Exercise instructions: Repeat the rows word for word, from the first line through the line that contains "column 94, row 222", with both of those lines included.

Dataset rows on where objects appear:
== == ==

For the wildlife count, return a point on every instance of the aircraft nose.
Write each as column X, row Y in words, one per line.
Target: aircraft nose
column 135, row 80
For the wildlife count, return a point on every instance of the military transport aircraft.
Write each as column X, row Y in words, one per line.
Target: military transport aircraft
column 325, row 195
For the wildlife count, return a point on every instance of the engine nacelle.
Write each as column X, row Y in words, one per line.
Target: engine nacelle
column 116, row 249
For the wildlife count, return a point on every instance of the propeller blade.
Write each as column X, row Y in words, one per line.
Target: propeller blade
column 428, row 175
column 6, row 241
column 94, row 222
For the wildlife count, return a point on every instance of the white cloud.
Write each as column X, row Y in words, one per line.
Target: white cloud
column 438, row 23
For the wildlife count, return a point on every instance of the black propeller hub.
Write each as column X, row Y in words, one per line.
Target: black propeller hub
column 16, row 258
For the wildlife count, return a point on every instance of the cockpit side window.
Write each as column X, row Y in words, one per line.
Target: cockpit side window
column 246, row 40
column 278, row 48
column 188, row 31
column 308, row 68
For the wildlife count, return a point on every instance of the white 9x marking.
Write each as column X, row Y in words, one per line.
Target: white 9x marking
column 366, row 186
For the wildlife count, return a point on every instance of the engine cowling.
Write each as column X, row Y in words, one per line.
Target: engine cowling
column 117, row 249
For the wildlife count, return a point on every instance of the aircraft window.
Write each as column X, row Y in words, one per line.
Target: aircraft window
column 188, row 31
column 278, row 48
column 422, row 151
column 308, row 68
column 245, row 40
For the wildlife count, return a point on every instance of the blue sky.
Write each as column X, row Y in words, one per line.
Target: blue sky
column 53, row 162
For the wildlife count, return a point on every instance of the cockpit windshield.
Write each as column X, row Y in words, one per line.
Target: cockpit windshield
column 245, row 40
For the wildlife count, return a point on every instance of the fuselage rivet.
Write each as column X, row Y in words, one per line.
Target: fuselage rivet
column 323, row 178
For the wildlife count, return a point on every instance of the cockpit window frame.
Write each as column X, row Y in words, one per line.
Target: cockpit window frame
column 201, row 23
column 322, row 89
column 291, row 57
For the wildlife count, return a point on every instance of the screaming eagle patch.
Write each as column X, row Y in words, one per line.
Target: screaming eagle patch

== == ==

Exercise response:
For the wildlife count, return a point on every instance of the aircraft nose.
Write each as column X, row Y in words, one per line.
Target: aircraft nose
column 135, row 80
For the wildlife count, return a point on every instance of the military transport aircraft.
Write each as column X, row Y in words, one per line.
Target: military transport aircraft
column 325, row 195
For the wildlife count, return a point on every instance of the engine nacelle.
Write each as column X, row Y in words, one per line.
Target: engine nacelle
column 116, row 249
For the wildlife count, return a point on every instance of the propeller blade.
Write each as column X, row Y in words, one per line.
Target: propeller blade
column 428, row 175
column 6, row 241
column 94, row 222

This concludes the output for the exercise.